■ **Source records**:
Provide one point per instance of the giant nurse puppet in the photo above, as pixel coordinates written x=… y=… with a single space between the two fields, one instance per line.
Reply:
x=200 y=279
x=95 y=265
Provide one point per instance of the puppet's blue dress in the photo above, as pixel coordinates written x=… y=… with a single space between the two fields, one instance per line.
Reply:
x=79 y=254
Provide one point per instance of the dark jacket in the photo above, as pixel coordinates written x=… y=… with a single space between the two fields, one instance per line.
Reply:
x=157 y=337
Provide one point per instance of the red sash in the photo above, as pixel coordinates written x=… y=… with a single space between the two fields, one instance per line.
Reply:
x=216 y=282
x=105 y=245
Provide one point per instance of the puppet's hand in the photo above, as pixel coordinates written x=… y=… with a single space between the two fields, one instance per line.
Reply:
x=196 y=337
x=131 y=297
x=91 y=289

■ **ABOUT THIS TASK**: From the records above, pull out every line containing the word "written".

■ **TASK ANSWER**:
Provide one point per instance of the giant nurse puppet in the photo above, as pixel coordinates written x=… y=… with a single space between the two fields, one instance per line.
Provide one point per instance of the puppet's blue dress in the photo above, as pixel coordinates written x=… y=… with a single space between the two fields, one instance per line.
Provide one point per instance of the dark jacket in the photo above, as pixel coordinates written x=… y=… with a single space between the two fields, one instance per line.
Provide one point per instance of the red sash in the photo above, as pixel coordinates written x=… y=… with a single space between the two fields, one instance per line.
Provide one point per instance of the puppet's hand in the photo above, as pixel coordinates written x=… y=… with a single space between the two fields, one instance per line.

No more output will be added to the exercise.